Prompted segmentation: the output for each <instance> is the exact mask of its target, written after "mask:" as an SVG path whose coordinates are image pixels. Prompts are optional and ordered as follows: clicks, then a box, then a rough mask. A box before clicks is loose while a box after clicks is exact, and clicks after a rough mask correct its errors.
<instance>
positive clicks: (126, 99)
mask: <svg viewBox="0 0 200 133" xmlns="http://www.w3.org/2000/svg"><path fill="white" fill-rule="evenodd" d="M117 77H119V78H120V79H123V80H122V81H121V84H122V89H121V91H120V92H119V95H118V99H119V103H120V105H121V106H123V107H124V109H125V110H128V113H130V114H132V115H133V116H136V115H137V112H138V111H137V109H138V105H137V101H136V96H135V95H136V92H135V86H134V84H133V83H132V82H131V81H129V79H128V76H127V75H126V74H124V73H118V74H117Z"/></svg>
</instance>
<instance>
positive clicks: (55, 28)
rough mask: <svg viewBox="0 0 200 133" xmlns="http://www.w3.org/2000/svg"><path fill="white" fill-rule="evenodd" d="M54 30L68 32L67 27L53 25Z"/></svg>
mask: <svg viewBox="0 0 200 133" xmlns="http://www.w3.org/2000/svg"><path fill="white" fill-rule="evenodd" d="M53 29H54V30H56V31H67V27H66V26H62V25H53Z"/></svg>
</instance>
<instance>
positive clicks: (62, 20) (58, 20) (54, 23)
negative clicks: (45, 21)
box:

————

§ EXERCISE BRIEF:
Reproduce every one of the lines above verbatim, without altering any character.

§ PROBLEM SOLUTION:
Prompted segmentation: the output for each <instance> is the exact mask of its target, written after "mask:" as an SVG path whose coordinates are image pixels. Prompts are optional and ordered as follows: clicks, then a box, then a rough mask. A box before clicks is loose while a box after clicks is exact, and clicks after a rough mask correct its errors.
<instance>
positive clicks: (126, 99)
mask: <svg viewBox="0 0 200 133" xmlns="http://www.w3.org/2000/svg"><path fill="white" fill-rule="evenodd" d="M117 77H119V78H120V79H123V80H122V81H121V84H122V89H121V91H120V92H119V95H118V99H119V103H120V105H121V106H123V107H124V109H125V110H128V113H130V114H132V115H133V116H136V115H137V112H138V111H137V109H138V105H137V101H136V96H135V95H136V92H135V86H134V84H133V83H132V82H131V81H129V79H128V76H127V75H126V74H124V73H118V74H117Z"/></svg>
</instance>
<instance>
positive clicks: (55, 28)
rough mask: <svg viewBox="0 0 200 133" xmlns="http://www.w3.org/2000/svg"><path fill="white" fill-rule="evenodd" d="M54 30L68 32L67 27L53 25Z"/></svg>
mask: <svg viewBox="0 0 200 133" xmlns="http://www.w3.org/2000/svg"><path fill="white" fill-rule="evenodd" d="M53 29H54V30H56V31H67V27H66V26H62V25H53Z"/></svg>
</instance>
<instance>
positive clicks: (62, 20) (58, 20) (54, 23)
negative clicks: (45, 21)
box:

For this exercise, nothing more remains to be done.